TASKS TO PERFORM:
- 1) In the article on business rescue, rewrite the part that opens with the words "Ailing businesses, that" and closes with "trade insolvent circumstances.", changing "reprieve" to "respite".
- 2) List every service area named in the header of the article on business rescue.
[Opening DOCUMENT SECTION section]
Business Rescue: sooner rather than later — here’s why

Author: Brett Tate

Service: Corporate, Mergers & Acquisitions, Litigation & Dispute Resolution, and Restructuring & Insolvency


With so many businesses facing financial distress as a consequence of the economic fall out of the past 18 months brought about by the COVID-19 pandemic, many are opting for the protective moratorium of ‘Business Rescue Proceedings'. While it is the business rescue proceedings of high-profile companies and state-owned enterprises which are widely reported in the media, between April and October 2020 some 230 South African companies embarked on the process. With the ultimate goal to reorganise and rehabilitate, business rescue offers businesses in financial distress an alternative to liquidation and a potential better recovery for affected persons.

Ailing businesses, that is businesses that are financially distressed and facing commercial or factual insolvency in the immediate six months, opt for the temporary supervision by a business rescue practitioner who oversees the temporary management of its affairs. The process allows for a temporary reprieve and a moratorium on debt obligations which allows the business rescue practitioner to investigate the financial position, reorganise the affairs of the company and return it to a state where it is able to trade insolvent circumstances.

A company enters business rescue proceedings in terms of Section 129 of the Companies Act, 71 of 2008, but by voluntary resolution of the board of directors or involuntarily by application to court by an affected person, such as a creditor, shareholder or employee or their representatives trade union.

Results are best achieved through an ongoing engagement with all stakeholders. As a creditor driven process much value can be derived by working with affected persons to seek a joint solution with the benefit of the temporary reprieve. Our courts also play a robust role in providing clarity and addressing issues which emerge and may not have been anticipated by the drafters of the legislation.

One such example is the issues that arise when dealing with State Owned Entities, where the practitioner’s ability to deal with state assets in the normal course are somewhat constrained by legislation governing the use of Public Finances. Unfortunately no definitive jurisprudence has been developed as of yet but given the perilous conditions of the State Owned Entities this is certain to be subject of debate in the not too distant future.

Opting for business rescue should not be delayed and the window period for taking critical and decisive action is a small one. Leaving an ailing state of affairs too long may result in a terminally ill enterprise facing the inevitable liquidation.
[Closing DOCUMENT SECTION section]
[Opening DATA TO EXAMINE section]
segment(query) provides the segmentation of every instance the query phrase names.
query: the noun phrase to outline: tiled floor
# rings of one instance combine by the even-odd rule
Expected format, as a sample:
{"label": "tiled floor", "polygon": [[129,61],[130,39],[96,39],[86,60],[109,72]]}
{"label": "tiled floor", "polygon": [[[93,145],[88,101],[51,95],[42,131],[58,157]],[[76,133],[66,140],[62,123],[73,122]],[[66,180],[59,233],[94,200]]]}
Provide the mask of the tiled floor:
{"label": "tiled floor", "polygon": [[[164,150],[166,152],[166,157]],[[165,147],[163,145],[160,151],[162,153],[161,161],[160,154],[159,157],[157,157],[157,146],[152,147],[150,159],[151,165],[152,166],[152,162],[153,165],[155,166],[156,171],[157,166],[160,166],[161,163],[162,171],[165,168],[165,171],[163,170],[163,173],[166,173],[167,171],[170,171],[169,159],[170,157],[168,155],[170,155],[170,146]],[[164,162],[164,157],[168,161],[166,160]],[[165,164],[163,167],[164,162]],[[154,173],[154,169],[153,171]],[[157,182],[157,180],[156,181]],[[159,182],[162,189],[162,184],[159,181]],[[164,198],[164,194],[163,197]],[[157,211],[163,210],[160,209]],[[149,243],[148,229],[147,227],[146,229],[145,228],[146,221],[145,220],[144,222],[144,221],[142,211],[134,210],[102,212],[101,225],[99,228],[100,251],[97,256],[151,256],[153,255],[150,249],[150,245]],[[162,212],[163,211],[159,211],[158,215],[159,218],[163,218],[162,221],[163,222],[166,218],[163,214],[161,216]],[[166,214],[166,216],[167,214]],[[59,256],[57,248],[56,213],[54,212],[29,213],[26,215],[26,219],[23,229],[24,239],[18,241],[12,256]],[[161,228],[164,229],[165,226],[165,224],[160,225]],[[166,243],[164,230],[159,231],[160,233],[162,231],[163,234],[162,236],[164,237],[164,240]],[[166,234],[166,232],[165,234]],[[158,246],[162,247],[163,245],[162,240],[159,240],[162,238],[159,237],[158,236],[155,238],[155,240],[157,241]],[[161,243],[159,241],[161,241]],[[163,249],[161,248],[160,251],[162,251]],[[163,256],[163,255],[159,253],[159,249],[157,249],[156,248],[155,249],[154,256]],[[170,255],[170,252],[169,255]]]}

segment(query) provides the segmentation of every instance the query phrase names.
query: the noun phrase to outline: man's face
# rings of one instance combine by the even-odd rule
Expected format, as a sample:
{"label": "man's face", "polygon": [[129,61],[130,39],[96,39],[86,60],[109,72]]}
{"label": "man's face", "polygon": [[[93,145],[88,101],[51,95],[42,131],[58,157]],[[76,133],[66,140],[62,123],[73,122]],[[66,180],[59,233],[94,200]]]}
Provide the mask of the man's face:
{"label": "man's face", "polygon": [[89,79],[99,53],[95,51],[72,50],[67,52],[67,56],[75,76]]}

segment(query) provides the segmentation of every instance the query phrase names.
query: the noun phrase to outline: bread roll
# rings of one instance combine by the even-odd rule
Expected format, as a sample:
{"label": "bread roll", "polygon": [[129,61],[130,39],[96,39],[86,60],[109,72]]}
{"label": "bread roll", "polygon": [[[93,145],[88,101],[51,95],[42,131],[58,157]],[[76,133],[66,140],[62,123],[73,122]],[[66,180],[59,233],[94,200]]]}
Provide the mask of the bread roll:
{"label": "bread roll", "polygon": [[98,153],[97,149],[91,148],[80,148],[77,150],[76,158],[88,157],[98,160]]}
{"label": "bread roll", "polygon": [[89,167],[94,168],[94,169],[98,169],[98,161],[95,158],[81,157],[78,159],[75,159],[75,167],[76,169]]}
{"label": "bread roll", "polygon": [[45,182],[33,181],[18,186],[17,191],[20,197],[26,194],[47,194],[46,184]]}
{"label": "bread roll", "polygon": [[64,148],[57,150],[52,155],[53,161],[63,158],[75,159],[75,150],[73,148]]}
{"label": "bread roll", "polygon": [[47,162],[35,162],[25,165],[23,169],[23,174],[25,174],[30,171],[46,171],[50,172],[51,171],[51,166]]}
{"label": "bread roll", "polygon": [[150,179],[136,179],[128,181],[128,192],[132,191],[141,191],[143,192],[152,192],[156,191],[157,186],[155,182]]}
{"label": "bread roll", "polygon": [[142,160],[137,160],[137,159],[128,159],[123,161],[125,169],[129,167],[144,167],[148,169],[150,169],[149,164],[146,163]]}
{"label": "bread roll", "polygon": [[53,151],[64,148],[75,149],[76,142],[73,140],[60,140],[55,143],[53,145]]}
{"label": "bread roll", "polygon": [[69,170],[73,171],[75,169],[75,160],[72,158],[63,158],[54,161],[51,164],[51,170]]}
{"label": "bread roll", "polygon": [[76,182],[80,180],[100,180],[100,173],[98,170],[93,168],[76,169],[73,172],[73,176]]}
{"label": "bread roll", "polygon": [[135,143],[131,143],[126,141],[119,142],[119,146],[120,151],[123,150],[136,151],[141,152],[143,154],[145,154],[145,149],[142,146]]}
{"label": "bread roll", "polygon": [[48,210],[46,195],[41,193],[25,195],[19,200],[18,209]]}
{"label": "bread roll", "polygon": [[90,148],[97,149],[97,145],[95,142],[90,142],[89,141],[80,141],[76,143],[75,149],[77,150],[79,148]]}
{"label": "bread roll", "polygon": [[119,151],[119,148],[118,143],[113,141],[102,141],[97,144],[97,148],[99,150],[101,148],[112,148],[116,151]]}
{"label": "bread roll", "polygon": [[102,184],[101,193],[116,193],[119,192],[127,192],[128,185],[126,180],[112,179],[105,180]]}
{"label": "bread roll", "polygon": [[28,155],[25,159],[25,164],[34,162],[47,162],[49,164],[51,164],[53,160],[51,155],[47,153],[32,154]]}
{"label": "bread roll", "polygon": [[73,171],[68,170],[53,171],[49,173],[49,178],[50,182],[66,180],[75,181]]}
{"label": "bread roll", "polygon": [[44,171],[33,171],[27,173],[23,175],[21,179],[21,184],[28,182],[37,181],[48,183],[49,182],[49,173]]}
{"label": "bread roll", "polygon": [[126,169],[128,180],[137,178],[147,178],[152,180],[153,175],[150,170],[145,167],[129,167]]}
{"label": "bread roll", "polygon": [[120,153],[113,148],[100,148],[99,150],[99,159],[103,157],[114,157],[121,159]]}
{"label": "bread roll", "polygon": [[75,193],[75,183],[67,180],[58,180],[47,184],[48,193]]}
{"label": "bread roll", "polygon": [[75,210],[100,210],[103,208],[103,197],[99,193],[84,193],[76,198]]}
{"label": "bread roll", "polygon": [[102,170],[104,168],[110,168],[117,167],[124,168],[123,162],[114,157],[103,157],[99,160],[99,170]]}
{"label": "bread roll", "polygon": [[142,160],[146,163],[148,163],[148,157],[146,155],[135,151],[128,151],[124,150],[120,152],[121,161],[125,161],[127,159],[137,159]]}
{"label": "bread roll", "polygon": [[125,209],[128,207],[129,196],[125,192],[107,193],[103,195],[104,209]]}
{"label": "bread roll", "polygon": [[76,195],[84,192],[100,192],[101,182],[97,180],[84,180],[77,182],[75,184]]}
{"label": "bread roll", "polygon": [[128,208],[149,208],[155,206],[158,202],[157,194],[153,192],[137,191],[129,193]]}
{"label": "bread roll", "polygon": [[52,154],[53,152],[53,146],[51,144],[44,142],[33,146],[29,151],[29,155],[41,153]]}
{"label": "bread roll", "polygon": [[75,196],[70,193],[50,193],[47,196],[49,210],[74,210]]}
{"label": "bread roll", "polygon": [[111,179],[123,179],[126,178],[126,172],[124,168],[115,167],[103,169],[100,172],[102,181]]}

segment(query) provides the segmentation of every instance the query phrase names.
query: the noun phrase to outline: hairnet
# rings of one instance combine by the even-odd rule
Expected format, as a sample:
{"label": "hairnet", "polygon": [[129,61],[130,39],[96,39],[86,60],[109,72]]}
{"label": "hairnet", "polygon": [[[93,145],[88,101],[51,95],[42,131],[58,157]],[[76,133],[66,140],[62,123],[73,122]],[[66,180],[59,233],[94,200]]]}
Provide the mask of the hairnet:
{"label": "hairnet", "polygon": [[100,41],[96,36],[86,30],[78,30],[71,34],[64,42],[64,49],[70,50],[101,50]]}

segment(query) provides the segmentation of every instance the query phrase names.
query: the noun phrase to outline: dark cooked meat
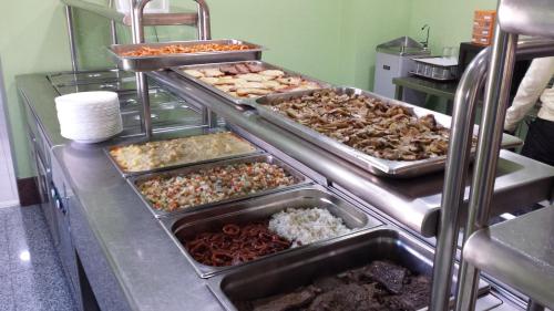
[Closing DATA TO EXAMINE section]
RESULTS OF THE EXERCISE:
- 1)
Ailing businesses, that is businesses that are financially distressed and facing commercial or factual insolvency in the immediate six months, opt for the temporary supervision by a business rescue practitioner who oversees the temporary management of its affairs. The process allows for a temporary respite and a moratorium on debt obligations which allows the business rescue practitioner to investigate the financial position, reorganise the affairs of the company and return it to a state where it is able to trade insolvent circumstances.

- 2)
- Corporate
- Mergers & Acquisitions
- Litigation & Dispute Resolution
- Restructuring & Insolvency